* _TEXT PROVIDED_:
Identifying And Filling Nutrient Gaps In Your Diet

Making healthy food choices may not be enough to keep you healthy. According to the World Health Organization, over 2 billion people globally have nutrient deficiencies. Many people affected by deficits in critical nutrients may not realize they have a problem because they consume a healthy diet balanced with lean protein, fruits and vegetables.


If you eat healthily but feel just okay, you may have nutrient gaps in your diet. A lack of essential micronutrients can leave you feeling less than your best.


Today, grains, fruits and vegetables contain less protein, vitamin C, calcium, iron, phosphorous, and riboflavin than several decades ago. The information is concerning for people eating plant-rich diets, which are currently the most widely recommended diet types.


Popular Diets and Filling Common Deficits


A one-size-fits-all diet does not exist. Everyone needs to find and follow the plan that suits individual needs and lifestyles. However, when following a diet, you must know its shortcomings to counter any potential adverse effects.

Dataset entries
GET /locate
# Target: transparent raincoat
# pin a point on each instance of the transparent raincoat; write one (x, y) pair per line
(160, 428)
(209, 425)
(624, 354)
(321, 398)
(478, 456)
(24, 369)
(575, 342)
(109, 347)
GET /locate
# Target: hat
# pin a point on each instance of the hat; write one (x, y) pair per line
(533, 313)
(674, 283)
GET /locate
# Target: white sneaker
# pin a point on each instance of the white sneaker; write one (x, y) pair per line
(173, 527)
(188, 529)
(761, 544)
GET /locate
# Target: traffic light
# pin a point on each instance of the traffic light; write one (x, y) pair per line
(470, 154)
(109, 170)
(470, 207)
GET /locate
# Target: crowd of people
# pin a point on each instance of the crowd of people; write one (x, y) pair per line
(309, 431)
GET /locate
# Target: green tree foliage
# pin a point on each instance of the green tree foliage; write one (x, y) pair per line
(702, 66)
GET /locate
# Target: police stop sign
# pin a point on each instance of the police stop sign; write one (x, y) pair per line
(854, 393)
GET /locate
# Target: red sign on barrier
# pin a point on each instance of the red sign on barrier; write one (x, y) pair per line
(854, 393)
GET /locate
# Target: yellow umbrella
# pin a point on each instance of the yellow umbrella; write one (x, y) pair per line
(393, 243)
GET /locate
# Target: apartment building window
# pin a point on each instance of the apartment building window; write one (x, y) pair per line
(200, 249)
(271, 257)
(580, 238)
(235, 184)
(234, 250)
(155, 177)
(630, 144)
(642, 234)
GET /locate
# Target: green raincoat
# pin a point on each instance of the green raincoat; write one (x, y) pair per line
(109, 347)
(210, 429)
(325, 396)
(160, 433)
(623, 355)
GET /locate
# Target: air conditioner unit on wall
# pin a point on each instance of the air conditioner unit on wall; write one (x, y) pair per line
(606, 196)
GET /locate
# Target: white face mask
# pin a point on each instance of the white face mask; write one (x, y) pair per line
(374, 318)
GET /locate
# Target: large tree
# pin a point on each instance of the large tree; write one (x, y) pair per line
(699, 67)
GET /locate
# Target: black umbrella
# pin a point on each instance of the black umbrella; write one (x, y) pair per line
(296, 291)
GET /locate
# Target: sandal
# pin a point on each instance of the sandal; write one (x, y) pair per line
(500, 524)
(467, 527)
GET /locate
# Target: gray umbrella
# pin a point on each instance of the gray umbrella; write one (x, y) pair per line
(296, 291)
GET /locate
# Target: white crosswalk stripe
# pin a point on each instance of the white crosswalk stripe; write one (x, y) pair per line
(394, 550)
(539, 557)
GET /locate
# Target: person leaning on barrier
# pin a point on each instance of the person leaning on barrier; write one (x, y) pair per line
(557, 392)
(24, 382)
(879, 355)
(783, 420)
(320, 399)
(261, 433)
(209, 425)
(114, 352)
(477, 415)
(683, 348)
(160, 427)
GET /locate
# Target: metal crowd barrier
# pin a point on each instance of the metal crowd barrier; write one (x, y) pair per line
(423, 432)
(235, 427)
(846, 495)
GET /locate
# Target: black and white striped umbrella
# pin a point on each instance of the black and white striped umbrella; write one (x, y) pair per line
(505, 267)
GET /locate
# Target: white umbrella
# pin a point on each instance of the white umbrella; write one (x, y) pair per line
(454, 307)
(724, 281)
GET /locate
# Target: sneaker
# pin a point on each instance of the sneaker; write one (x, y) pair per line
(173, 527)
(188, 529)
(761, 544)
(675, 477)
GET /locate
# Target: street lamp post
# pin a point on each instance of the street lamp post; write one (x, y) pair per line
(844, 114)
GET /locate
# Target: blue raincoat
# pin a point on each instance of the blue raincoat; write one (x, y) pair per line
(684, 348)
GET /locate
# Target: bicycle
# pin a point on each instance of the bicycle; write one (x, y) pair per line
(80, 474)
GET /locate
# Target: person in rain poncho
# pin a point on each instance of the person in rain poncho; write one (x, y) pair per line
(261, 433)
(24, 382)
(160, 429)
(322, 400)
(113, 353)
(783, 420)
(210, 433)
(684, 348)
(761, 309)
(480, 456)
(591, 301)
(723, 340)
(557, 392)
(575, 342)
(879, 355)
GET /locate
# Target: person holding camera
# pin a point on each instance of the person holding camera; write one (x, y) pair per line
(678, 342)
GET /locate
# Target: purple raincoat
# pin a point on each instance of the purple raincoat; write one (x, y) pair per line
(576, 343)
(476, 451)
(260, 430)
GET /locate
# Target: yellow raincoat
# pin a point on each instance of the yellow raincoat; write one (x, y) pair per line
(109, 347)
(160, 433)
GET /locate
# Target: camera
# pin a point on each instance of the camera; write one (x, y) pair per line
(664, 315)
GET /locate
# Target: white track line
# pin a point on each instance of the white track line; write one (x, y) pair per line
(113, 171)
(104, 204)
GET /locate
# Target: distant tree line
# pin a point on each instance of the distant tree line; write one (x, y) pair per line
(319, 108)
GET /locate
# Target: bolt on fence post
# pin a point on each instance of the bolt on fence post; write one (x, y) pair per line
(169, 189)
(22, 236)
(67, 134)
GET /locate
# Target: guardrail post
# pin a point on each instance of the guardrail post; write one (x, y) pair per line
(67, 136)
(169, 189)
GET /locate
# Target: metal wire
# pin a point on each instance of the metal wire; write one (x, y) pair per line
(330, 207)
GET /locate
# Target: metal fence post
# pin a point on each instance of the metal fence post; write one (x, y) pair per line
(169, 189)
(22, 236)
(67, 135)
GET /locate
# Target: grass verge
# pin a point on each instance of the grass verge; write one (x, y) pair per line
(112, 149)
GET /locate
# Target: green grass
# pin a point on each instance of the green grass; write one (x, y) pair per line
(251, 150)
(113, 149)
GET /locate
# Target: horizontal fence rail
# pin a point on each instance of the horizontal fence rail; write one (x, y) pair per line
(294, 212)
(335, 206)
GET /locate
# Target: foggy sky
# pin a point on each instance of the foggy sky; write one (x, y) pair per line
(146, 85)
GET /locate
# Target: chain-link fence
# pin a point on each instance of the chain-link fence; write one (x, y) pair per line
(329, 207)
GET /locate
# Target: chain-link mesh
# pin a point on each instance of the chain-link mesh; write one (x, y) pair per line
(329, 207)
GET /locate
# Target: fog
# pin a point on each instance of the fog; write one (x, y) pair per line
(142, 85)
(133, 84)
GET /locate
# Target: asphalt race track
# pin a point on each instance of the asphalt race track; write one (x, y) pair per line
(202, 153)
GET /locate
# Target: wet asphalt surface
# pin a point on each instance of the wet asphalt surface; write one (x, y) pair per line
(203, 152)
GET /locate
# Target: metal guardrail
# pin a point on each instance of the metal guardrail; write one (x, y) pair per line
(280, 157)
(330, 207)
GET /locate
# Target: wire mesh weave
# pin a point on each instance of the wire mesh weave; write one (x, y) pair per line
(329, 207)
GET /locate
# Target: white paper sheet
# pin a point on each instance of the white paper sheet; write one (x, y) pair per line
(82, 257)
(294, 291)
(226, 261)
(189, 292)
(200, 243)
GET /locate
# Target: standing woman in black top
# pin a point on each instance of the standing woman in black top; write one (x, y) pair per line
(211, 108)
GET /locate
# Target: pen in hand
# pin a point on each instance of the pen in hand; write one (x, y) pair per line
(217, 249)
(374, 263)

* _PROBLEM REQUIREMENTS_: In the text on nutrient gaps, how many people worldwide have nutrient deficiencies according to the World Health Organization?

* _RESPONSE_: Over 2 billion people.